Material to process Start Marker

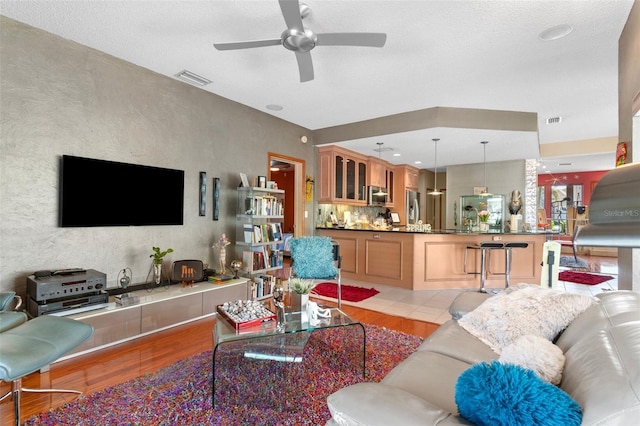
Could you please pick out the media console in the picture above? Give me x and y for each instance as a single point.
(159, 309)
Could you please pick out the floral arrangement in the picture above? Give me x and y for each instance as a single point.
(300, 286)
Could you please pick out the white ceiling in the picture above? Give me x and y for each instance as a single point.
(482, 54)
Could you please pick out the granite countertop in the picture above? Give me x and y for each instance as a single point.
(401, 229)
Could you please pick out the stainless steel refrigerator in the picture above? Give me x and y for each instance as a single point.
(412, 207)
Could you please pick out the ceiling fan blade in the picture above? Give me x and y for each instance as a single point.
(291, 12)
(352, 39)
(247, 44)
(305, 66)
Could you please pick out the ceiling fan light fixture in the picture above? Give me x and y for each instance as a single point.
(435, 170)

Material to process End Marker

Exclude the images and reproduce the remaining data exactly.

Could you please pick out the media console in the picture above? Give me x and y for each instance as a single point.
(159, 309)
Could you please pick out the floral arrangement in the picture above? Give me x and y for each instance as a single point.
(300, 286)
Could you please pick out the white ceiling in the picture above? Give me x and y for each instance as a single point.
(482, 54)
Could you please pick out the granite countertop in the picture above? Give me x and y for each instance as a single point.
(401, 229)
Could you please pick out the stainless steel refrigerator in the picture above? Give me x and y for each instance as a single point.
(412, 207)
Could you please pick out the ceiling fan blade in the picture above? Give me x and y for each instance as a single point.
(291, 12)
(352, 39)
(247, 44)
(305, 66)
Could you please pick out the ceiling fan light fixture in the picture above? Give me x and y for each instance as a single point.
(435, 170)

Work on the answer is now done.